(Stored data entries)
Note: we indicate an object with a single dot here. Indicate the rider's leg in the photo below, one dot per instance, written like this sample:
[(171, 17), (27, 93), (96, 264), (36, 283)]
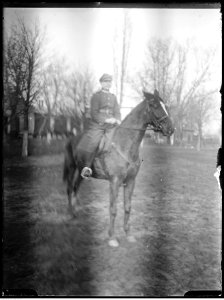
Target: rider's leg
[(88, 150)]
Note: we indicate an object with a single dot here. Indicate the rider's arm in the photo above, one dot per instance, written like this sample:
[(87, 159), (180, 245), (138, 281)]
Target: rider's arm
[(117, 113), (95, 109)]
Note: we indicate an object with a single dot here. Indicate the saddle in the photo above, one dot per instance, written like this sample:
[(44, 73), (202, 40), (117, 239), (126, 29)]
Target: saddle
[(104, 147), (105, 142)]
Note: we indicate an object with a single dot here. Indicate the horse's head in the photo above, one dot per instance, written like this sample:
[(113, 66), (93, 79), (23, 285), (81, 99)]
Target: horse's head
[(157, 114)]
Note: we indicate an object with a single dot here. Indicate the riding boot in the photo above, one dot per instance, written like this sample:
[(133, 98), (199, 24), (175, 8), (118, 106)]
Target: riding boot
[(87, 159)]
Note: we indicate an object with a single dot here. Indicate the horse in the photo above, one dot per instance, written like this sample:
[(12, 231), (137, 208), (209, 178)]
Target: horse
[(121, 162)]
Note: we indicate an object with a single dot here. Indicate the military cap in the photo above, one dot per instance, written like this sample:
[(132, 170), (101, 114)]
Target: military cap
[(105, 77)]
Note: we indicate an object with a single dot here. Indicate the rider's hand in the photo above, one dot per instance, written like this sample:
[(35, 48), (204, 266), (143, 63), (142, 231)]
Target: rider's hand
[(111, 121)]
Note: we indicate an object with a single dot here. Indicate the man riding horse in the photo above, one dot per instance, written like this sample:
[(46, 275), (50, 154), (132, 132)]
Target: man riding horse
[(105, 116)]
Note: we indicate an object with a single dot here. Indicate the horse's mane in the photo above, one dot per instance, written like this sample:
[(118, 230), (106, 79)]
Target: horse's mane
[(134, 114)]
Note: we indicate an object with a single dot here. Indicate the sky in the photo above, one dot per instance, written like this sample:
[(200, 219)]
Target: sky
[(85, 36)]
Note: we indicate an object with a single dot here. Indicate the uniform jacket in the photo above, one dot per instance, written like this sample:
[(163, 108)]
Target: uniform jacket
[(104, 105)]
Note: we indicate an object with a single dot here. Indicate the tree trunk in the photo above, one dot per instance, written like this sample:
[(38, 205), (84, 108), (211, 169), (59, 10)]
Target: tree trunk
[(25, 144), (25, 133), (199, 138)]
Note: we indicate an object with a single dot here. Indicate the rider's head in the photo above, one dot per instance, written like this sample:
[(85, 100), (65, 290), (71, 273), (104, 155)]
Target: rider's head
[(106, 81)]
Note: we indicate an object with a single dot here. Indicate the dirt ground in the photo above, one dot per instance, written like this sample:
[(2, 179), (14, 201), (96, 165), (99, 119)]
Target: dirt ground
[(176, 219)]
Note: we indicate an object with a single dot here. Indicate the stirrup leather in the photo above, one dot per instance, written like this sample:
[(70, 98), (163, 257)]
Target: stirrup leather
[(86, 172)]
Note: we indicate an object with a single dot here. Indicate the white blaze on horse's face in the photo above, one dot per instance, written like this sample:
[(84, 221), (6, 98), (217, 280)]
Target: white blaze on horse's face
[(164, 107)]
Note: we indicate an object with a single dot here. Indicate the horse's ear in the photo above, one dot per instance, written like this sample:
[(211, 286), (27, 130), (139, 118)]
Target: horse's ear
[(156, 93)]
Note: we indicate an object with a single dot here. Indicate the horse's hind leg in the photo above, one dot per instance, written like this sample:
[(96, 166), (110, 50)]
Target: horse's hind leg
[(114, 187), (72, 189), (128, 191)]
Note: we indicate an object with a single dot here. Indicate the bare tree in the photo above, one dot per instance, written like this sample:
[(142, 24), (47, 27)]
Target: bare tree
[(166, 69), (23, 52), (78, 91), (52, 92), (120, 54)]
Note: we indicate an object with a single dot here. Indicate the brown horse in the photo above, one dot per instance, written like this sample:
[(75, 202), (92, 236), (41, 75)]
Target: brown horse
[(120, 163)]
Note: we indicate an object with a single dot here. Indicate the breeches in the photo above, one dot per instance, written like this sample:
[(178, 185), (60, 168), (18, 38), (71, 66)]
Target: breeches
[(88, 145)]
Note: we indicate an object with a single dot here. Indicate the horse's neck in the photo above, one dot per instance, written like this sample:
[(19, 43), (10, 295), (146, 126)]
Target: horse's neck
[(129, 135)]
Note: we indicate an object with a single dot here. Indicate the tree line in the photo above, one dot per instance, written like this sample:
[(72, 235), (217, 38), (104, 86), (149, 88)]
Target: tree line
[(33, 79)]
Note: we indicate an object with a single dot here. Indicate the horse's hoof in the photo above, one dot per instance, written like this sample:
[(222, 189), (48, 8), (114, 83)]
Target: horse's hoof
[(72, 212), (113, 243), (131, 239)]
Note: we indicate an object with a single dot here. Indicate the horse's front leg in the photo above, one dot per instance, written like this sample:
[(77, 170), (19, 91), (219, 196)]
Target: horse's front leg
[(128, 191), (114, 188)]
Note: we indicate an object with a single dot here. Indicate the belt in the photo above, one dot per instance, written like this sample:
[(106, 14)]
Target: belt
[(105, 110)]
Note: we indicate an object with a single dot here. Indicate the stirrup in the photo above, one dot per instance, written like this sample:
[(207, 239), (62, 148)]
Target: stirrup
[(86, 172)]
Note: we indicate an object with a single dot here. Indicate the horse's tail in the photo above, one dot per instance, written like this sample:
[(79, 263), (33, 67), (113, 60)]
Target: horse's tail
[(69, 160)]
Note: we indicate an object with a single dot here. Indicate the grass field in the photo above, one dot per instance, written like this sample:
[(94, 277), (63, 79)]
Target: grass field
[(176, 219)]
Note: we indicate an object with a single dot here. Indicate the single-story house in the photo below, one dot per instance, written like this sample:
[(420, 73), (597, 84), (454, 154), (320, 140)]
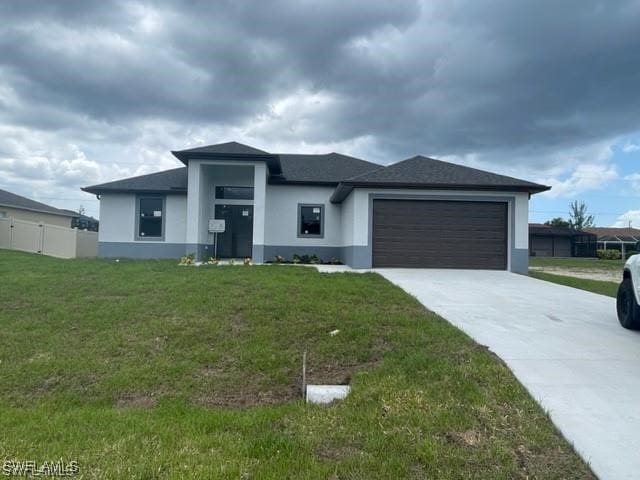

What to produce>
The records above, minus their pictures, are to be returned word for word.

Reply to the exercise>
Note: we indicate an object with a single dot here. Indicate the rider's leg in the photo below, one dot per instance, written like this sample:
[(171, 17), (27, 93), (96, 264), (36, 283)]
Target: rider's leg
[(88, 150)]
Note: we indicate an object with a single dot here. Indicate the rider's arm in the photo above, one dot per instance, written like this sample:
[(87, 159), (180, 245), (138, 281)]
Target: rider's arm
[(117, 113), (95, 109)]
Note: we indicate an object with a single dot here. Indicate the saddle in the photo above, one dot per instance, written like this sample:
[(44, 73), (202, 40), (117, 239), (126, 29)]
Target: saddle
[(104, 147), (105, 142)]
Note: we indicate an object with a single dot here. Indicate the horse's head in the photo above, one dot per instance, written like this sample:
[(113, 66), (93, 79), (23, 285), (81, 99)]
Target: horse's head
[(157, 114)]
Note: we indicate an object with a single dot here. Indicate the riding boot in the photo above, one dot per instance, written like this sample:
[(133, 98), (199, 24), (175, 8), (118, 106)]
Target: riding boot
[(87, 159)]
Note: we indicate an object with a single dot here. Indicate the horse in the photo above, one dot per instance, written like this sample:
[(12, 231), (137, 208), (209, 178)]
Target: horse
[(121, 162)]
Note: we indicate an object with a single dot here. Indicate the military cap in the photo above, one dot per instance, written like this sample:
[(132, 170), (101, 114)]
Target: military cap
[(105, 77)]
Note: we indicate an object with a single dot here. Indicate the rider's hand in the photo above, one dot per instance, written like this sample:
[(35, 48), (204, 266), (143, 63), (142, 231)]
Target: rider's hand
[(111, 121)]
Note: we indicate an object with a single dot here. Indicate the man riding horse in the photo above, one dot per instance, written like this sample:
[(46, 275), (50, 154), (132, 132)]
Target: man riding horse
[(105, 116)]
Note: we indicate an object with a single dot here. Indicate the horse's mane in the photo above, one dot per instance, written like this sample:
[(118, 230), (106, 79)]
Target: horse's mane
[(134, 114)]
Note: we indicate an object with a single dot here. Indicate the sky in the photo above, one dot per instance, written like this sample:
[(200, 219)]
Target: sky
[(85, 36)]
Note: we indicate an object with a single dot here. Indicate the uniform jacket in the photo above, one dot per instance, written like this sample:
[(163, 108)]
Target: uniform jacket
[(104, 105)]
Note: we indicate an object with a single dot here. Indicate the tree trunk in the photo above, one dot per instance, written like this sample:
[(38, 205), (84, 108), (211, 169), (59, 10)]
Target: tree trunk
[(25, 144), (25, 133), (199, 138)]
Note: we indicate an object with a single dot here. Indicate the rider's head in the photo above, one dot per instance, written like this sample:
[(85, 100), (65, 290), (71, 273), (104, 155)]
Target: rider's head
[(106, 81)]
Note: we indicate an object with a single dot here. Indicate the dirt ground in the photo above, one dot per instance, written like this sample:
[(2, 179), (14, 201), (96, 165), (99, 119)]
Target: dirt ground
[(176, 219)]
Note: we indicate an object with a single dot here. Indicate the stirrup leather in the photo above, one dot per instance, written like this sample:
[(70, 98), (163, 257)]
Target: stirrup leather
[(86, 172)]
Note: we indicate an object with a single dot here. Indicate the white blaze on horse's face in the photo above, one dot per instance, written like this sample:
[(84, 221), (6, 98), (217, 280)]
Target: white blaze on horse's face
[(164, 107)]
Note: we indicate an object with a single dot here. Indicate the horse's ear in the photo above, one dot per instance, written like this sample:
[(211, 286), (27, 130), (139, 118)]
Target: horse's ear
[(156, 93)]
Note: we indicate an object with a single dot here. Indicate the horse's hind leg in the photo above, one dot per instance, written like this sample:
[(96, 166), (110, 50)]
Target: horse's hind leg
[(114, 187), (72, 189), (128, 191)]
Note: we indicate an object with a single dot here. Indicate the bare tree in the photo above, one dot per instance, written like this sample:
[(142, 24), (47, 27)]
Target: bare tree
[(166, 69), (23, 52), (78, 91), (52, 92), (120, 54)]
Note: we indicate an object with a single dot here. Indicate the brown horse in the photo above, one dot per instance, written like this sample:
[(75, 202), (92, 236), (41, 75)]
Target: brown horse
[(120, 163)]
Note: we indicate an object with a single dot here. Indicate the breeches in the photo above, one dot per instance, written like this sample:
[(178, 185), (60, 168), (18, 38), (71, 66)]
Target: breeches
[(88, 145)]
Note: we indicate an object with a single dot here. Indicate the horse's neck in the photo above, one dot per instance, written like this sample:
[(19, 43), (10, 295), (146, 126)]
Target: horse's neck
[(129, 135)]
Note: we indicate an object with a single dot here. Indicate the tree line in the photo above, one dot per instance, written like this sample:
[(72, 235), (217, 38), (104, 86), (149, 88)]
Target: tree line
[(33, 79)]
Note: we indicate an object with a single dot here. Indicate the horse's hoof in the photo above, one dot per instance, written like this sample:
[(222, 189), (48, 8), (114, 83)]
Target: horse's hoof
[(72, 212), (113, 243), (131, 239)]
Note: we indicate an object with a single dot here. Indicate the horse's front leg in the photo above, one dot per instance, written like this sample:
[(77, 170), (19, 91), (219, 196)]
Target: horse's front leg
[(128, 191), (114, 188)]
Note: we indicate an object with a single dot here. Indicate the belt in the photo above, one dot per instance, written like this sample:
[(106, 14)]
Target: belt
[(105, 110)]
Note: we indicate an object with a single dot here. Indicate the stirrup in the photo above, one dot per instance, written like this sample:
[(207, 239), (62, 148)]
Target: stirrup
[(86, 172)]
Note: we indicate an object with a single dot here. Indicate the horse's tail in the photo above, one dot per instance, written like this sample:
[(79, 263), (33, 67), (113, 60)]
Target: horse's tail
[(69, 160)]
Note: we indicate an object with a single dot here. Indicate the grass field in the photo above, one dot per instance, written like this sample:
[(94, 277), (63, 79)]
Target: grass field
[(176, 219)]
Note: we indicate an object with a single dot here. Indicate the single-story house in the photo below, one dot per instance, written like this sample:
[(420, 73), (597, 84), (454, 154), (320, 140)]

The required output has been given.